◆ What you are asked to do
In the answer, transcribe exactly the lines from the beginning of the material through the line holding "positive clicks: (34, 124)", and skip every picture.

◆ Given records
****************

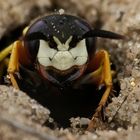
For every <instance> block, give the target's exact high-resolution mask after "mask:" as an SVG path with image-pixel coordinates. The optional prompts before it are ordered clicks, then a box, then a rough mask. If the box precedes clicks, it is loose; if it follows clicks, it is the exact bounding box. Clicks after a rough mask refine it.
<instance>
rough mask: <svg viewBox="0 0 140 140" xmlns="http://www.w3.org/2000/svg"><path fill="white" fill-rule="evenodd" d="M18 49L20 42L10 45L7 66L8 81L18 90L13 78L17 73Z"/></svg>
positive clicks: (16, 83) (20, 47)
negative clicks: (8, 80) (8, 57)
mask: <svg viewBox="0 0 140 140" xmlns="http://www.w3.org/2000/svg"><path fill="white" fill-rule="evenodd" d="M19 48H21V42H20V41H15V42H14V43H13V45H12V52H11V56H10V61H9V65H8V74H9V76H10V80H11V83H12V85H13V87H15V88H16V89H19V87H18V84H17V82H16V79H15V77H14V73H15V72H18V71H19V56H18V52H19V51H18V50H19Z"/></svg>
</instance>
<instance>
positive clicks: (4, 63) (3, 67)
mask: <svg viewBox="0 0 140 140" xmlns="http://www.w3.org/2000/svg"><path fill="white" fill-rule="evenodd" d="M8 64H9V58H5V59H4V60H2V61H1V62H0V82H2V77H3V74H4V70H5V69H7V67H8Z"/></svg>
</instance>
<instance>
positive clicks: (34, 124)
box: [0, 0, 140, 140]
mask: <svg viewBox="0 0 140 140" xmlns="http://www.w3.org/2000/svg"><path fill="white" fill-rule="evenodd" d="M139 5H140V1H139V0H135V1H133V2H132V1H131V0H123V1H121V0H114V1H112V0H104V1H102V0H86V1H85V0H41V1H37V0H36V1H34V2H33V1H31V0H24V1H23V0H14V1H10V0H1V1H0V38H2V37H3V36H5V35H6V34H8V33H9V32H10V31H12V30H14V29H16V28H17V27H19V26H22V25H23V24H27V23H29V21H31V19H34V18H35V17H37V16H38V15H43V14H49V13H54V12H57V11H58V9H61V8H62V9H64V10H65V12H66V13H71V14H73V15H78V16H80V17H83V18H85V19H86V20H87V21H89V23H90V24H91V25H92V26H93V27H94V26H97V27H100V28H103V29H106V30H110V31H114V32H118V33H120V34H123V35H125V36H126V39H125V40H122V41H114V40H105V39H98V42H97V46H98V48H100V47H101V48H105V49H107V50H108V51H109V53H110V57H111V61H112V63H113V64H114V65H115V66H116V71H117V78H116V79H117V80H118V82H119V83H120V93H119V96H118V97H113V98H112V102H111V103H110V104H109V105H108V106H107V107H106V114H105V115H106V117H107V118H108V119H107V120H106V122H104V123H99V126H98V128H97V130H96V131H93V132H87V131H83V127H82V124H84V123H85V122H87V121H88V120H86V119H83V118H73V119H71V121H72V123H71V128H66V129H58V128H55V129H50V128H49V127H47V126H44V123H45V122H46V121H48V122H49V123H53V119H52V118H50V117H49V114H50V111H49V110H48V109H46V108H44V107H42V106H41V105H39V104H38V103H37V102H36V101H34V100H33V99H31V98H30V97H28V96H27V95H26V94H25V93H23V92H21V91H17V90H15V89H13V88H12V87H6V86H0V110H1V115H0V139H1V140H12V139H13V140H28V139H30V140H58V139H60V140H61V139H62V140H64V139H68V140H85V139H87V140H120V139H123V140H131V139H133V140H139V137H140V59H139V58H140V37H139V33H140V28H139V25H140V14H139V12H138V11H140V7H139ZM116 79H115V80H116ZM77 124H78V125H79V127H77Z"/></svg>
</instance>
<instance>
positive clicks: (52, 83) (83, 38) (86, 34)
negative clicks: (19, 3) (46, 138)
mask: <svg viewBox="0 0 140 140" xmlns="http://www.w3.org/2000/svg"><path fill="white" fill-rule="evenodd" d="M97 37H102V38H109V39H123V36H122V35H120V34H117V33H114V32H110V31H105V30H100V29H94V28H92V27H91V26H90V25H89V24H88V23H87V22H86V21H85V20H83V19H81V18H79V17H76V16H72V15H67V14H62V15H60V14H53V15H48V16H45V17H42V18H40V19H38V20H36V21H35V22H34V23H33V24H31V26H29V27H27V28H26V29H25V30H24V31H23V36H22V37H21V38H20V39H19V40H17V41H15V42H14V43H13V44H11V45H10V46H8V47H6V48H5V49H4V50H2V51H1V52H0V61H1V62H5V63H6V64H7V65H8V69H7V72H8V75H9V77H10V81H11V83H12V85H13V87H15V88H17V89H19V88H20V87H21V88H20V89H22V90H25V89H28V90H29V88H31V89H32V90H33V89H36V88H37V87H38V92H40V91H42V92H45V94H46V95H50V91H53V94H54V96H53V98H52V100H53V101H54V102H56V100H59V98H60V95H62V94H65V95H66V96H67V95H69V93H70V95H72V100H71V102H70V104H71V105H72V104H73V103H74V98H76V104H77V101H78V100H79V98H77V97H76V96H77V94H81V93H80V92H81V91H82V92H84V91H85V92H86V91H87V89H86V88H85V85H90V93H91V94H92V95H95V94H96V92H94V88H95V87H100V86H101V85H104V87H105V89H104V92H103V94H102V97H101V98H100V99H99V103H98V106H97V108H96V110H95V113H93V115H92V118H91V122H90V123H89V125H88V129H91V128H94V125H95V118H96V117H101V116H100V114H101V111H102V108H103V107H104V106H105V104H106V102H107V99H108V97H109V95H110V93H111V90H112V74H111V67H110V65H111V64H110V60H109V54H108V52H107V51H106V50H99V51H96V45H95V40H96V38H97ZM9 53H10V54H11V55H10V59H9V60H8V61H6V59H7V56H8V55H9ZM17 72H18V73H19V74H21V77H22V78H17V76H16V73H17ZM19 79H20V80H19ZM25 79H26V80H25ZM21 81H24V82H21ZM25 82H26V83H27V84H25ZM19 85H20V86H19ZM22 85H24V86H22ZM28 85H30V86H28ZM28 90H27V92H28ZM25 91H26V90H25ZM64 91H65V93H64ZM71 91H72V92H75V93H74V94H73V93H71ZM55 94H57V95H56V96H55ZM37 96H38V97H37V98H41V94H38V95H37ZM50 96H51V95H50ZM90 97H92V96H90ZM83 98H85V96H83ZM69 99H70V96H68V99H67V101H66V102H68V101H69ZM90 99H91V100H92V98H90ZM82 101H83V100H82ZM46 102H49V100H46ZM61 102H62V100H60V101H59V104H61ZM86 102H87V103H83V104H84V105H83V108H84V106H86V104H88V101H86ZM92 102H93V101H92ZM50 104H51V103H50ZM59 104H58V105H59ZM52 106H54V105H52ZM63 106H64V105H63ZM55 108H56V106H55V107H54V109H55ZM81 108H82V107H81ZM81 110H82V109H81ZM57 111H58V110H57ZM67 111H68V110H65V112H67ZM65 112H64V113H65Z"/></svg>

****************

◆ Answer below
For every <instance> block, give the target's exact high-resolution mask after "mask:" as an SVG path with image-pixel coordinates. The optional prompts before it are ordered clicks, then a box, then a rough mask. If the box precedes clicks, it is loose; if it follows clicks, it is the exact bounding box. Clicks after a rough mask refine it.
<instance>
rough mask: <svg viewBox="0 0 140 140" xmlns="http://www.w3.org/2000/svg"><path fill="white" fill-rule="evenodd" d="M18 49L20 42L10 45L7 66L8 81L18 90L13 78L17 73Z"/></svg>
positive clicks: (16, 83) (20, 47)
negative clicks: (8, 80) (8, 57)
mask: <svg viewBox="0 0 140 140" xmlns="http://www.w3.org/2000/svg"><path fill="white" fill-rule="evenodd" d="M19 48H21V42H20V41H15V42H14V43H13V45H12V52H11V56H10V61H9V65H8V74H9V76H10V80H11V83H12V85H13V87H15V88H16V89H19V87H18V84H17V82H16V79H15V77H14V73H15V72H18V71H19V56H18V52H19V51H18V50H19Z"/></svg>
</instance>
<instance>
positive clicks: (4, 63) (3, 67)
mask: <svg viewBox="0 0 140 140" xmlns="http://www.w3.org/2000/svg"><path fill="white" fill-rule="evenodd" d="M8 64H9V58H5V59H4V60H2V61H1V62H0V82H2V77H3V74H4V70H5V69H7V67H8Z"/></svg>
</instance>
<instance>
positive clicks: (34, 124)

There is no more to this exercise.